**WHAT YOU HAVE TO DO:** Copy each of the entries below faithfully, setting aside any pictures.

(Excerpt from a dataset)
______________________________

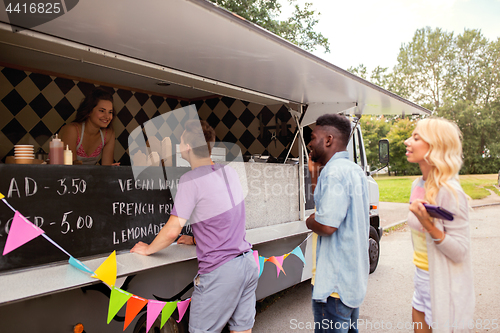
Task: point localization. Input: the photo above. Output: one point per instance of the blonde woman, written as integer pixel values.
(443, 300)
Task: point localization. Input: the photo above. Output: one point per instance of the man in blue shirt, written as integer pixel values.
(342, 224)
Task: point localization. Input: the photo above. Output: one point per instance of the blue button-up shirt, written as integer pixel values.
(342, 263)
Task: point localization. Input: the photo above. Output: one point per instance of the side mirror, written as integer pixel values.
(383, 151)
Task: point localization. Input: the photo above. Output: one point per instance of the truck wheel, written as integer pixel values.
(373, 249)
(171, 326)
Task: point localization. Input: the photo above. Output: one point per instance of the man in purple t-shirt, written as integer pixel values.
(211, 198)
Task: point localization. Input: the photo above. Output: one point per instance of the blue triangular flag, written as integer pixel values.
(298, 252)
(78, 264)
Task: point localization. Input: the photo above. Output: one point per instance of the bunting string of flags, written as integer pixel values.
(22, 231)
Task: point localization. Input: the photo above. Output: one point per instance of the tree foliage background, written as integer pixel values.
(456, 77)
(298, 28)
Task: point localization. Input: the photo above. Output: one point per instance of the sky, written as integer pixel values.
(371, 32)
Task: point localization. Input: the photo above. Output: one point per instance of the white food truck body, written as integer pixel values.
(200, 50)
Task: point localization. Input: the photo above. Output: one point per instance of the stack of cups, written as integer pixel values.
(24, 154)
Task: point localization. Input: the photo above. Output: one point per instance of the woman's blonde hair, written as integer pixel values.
(444, 155)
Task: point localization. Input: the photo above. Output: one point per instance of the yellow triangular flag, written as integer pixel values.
(107, 271)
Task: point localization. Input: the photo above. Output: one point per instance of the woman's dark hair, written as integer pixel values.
(90, 102)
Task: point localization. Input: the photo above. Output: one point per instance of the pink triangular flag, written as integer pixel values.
(21, 232)
(280, 260)
(256, 257)
(276, 262)
(182, 307)
(154, 309)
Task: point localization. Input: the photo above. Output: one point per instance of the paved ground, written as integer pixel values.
(390, 287)
(392, 213)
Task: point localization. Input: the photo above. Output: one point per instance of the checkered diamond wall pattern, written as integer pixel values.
(35, 106)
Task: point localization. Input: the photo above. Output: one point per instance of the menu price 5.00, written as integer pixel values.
(33, 8)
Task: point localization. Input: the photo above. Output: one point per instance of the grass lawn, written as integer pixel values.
(397, 189)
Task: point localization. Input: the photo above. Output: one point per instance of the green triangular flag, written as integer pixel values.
(117, 299)
(167, 311)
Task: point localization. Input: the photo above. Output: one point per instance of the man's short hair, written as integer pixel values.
(341, 123)
(200, 136)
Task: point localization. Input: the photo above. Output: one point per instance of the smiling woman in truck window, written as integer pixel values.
(90, 136)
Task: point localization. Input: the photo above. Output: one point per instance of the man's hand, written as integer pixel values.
(141, 248)
(185, 239)
(314, 170)
(320, 229)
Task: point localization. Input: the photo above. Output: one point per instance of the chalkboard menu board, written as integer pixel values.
(87, 210)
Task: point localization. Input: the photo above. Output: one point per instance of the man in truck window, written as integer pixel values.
(341, 222)
(211, 198)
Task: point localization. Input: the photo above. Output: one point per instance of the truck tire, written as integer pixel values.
(171, 326)
(373, 249)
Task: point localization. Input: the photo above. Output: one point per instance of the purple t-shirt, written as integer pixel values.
(211, 198)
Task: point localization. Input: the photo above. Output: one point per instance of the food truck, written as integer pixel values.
(258, 91)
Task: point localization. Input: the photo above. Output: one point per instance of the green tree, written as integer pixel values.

______________________________

**TASK SOLUTION:**
Task: point localization. Input: the photo above. Output: one point per instance of the blonde woman, written as integer pixel values.
(443, 300)
Task: point localization. Input: the photo above. Output: one point per instance of the man in blue shirt, written as integer pixel values.
(342, 224)
Task: point localization. Input: the photo above. Output: one point per instance of the blue button-up shirt, written as integer pixel values.
(342, 263)
Task: point localization. Input: the photo above. Output: one point per instance of the side mirror, written as integer pixel values.
(383, 151)
Task: point localization. Input: the photo above. Output: one point per instance of the truck wheel, written as integer pixel values.
(373, 249)
(171, 326)
Task: point localization. Input: the photo above. Output: one point per instance of the man in purple t-shirt, written as integer pixel values.
(211, 198)
Task: point localization. Input: the photo above. Output: one point per instance of the blue triangular flag, written as integer pixel values.
(298, 252)
(78, 264)
Task: point localization. Input: the photo above. Output: one point per instance of the bunting string of flags, written as integer pixel values.
(22, 231)
Task: point localization. Input: the photo above. Output: one point per instance of the tree foliage background, written as integer pixel values.
(456, 77)
(298, 28)
Task: point localization. Input: the photo above. Output: one point per instance of the sky, written as integer pixel values.
(371, 32)
Task: point localization. Input: the photo above. Output: one point per instance of the white food truck body, written as integer pixel values.
(200, 50)
Task: point localization. Input: the photo above. Output: one point per instance of the stack of cups, written as integer pixel values.
(24, 154)
Task: point localization. Input: the photo above. Output: one point per instance of the woman's blonde hair, written as integer pixel values.
(444, 155)
Task: point localization. Input: the photo above. Output: one point per instance of the yellow triangular flag, written as integer pixel values.
(107, 271)
Task: point localization. Input: the photo above. Output: one point per instance of the woman's dark hair, written as integer pixel values.
(90, 102)
Task: point localization. Input: the photo above. Output: one point per instance of the pink triangular flag, written as integer pixel values.
(21, 232)
(280, 260)
(256, 257)
(276, 262)
(182, 307)
(154, 309)
Task: point localization. Input: the photo above. Output: one point per instance of the paved ground, written as integer pixel values.
(390, 287)
(392, 213)
Task: point localization. Input: the photo above. Output: one point per instance of the checkered diamond wall pattern, written as integer pixel values.
(35, 106)
Task: point localization. Input: the photo above. Output: one point per instance of the menu price 5.00, written as integer pixel values.
(33, 8)
Task: point localization. Input: the photo above. Output: one point per instance of the grass lawn, written as integer pixel values.
(397, 189)
Task: point localization. Input: the photo above. Output: one point per instance of the green triangular flag, written as integer pixel values.
(117, 299)
(167, 311)
Task: point localization. Input: the photo above. Output: one point per instance of the man's short hair, written as integer pixel values.
(341, 123)
(200, 136)
Task: point localization. Input: the photo above. Output: one point per instance of the smiling woman in truck window, written as integer pixel values.
(90, 136)
Task: point localization. Input: the photo above. Output: one point per instance of the man's hand, written as integer pixel values.
(141, 248)
(185, 239)
(314, 170)
(320, 229)
Task: point localization. Input: the photo above. Output: one point per instance of the chalkboard menu board, written as integer pixel values.
(87, 210)
Task: point localization. Input: the photo above. Output: one point per instance of the man in truck window, written as integer pixel values.
(341, 222)
(211, 198)
Task: point localization. Input: the photo above. Output: one point per instance of the truck tire, written as integer pixel values.
(171, 326)
(373, 249)
Task: point localization. Input: the photo above. Output: one point per instance of the purple t-shirt, written as integer pixel values.
(211, 198)
Task: point localization. Input: the photo above. Output: one point per instance of the food truck, written as integer pixel values.
(258, 91)
Task: point localization. Input: the photo above. Output: one point per instance of the green tree, written as integer pixel values.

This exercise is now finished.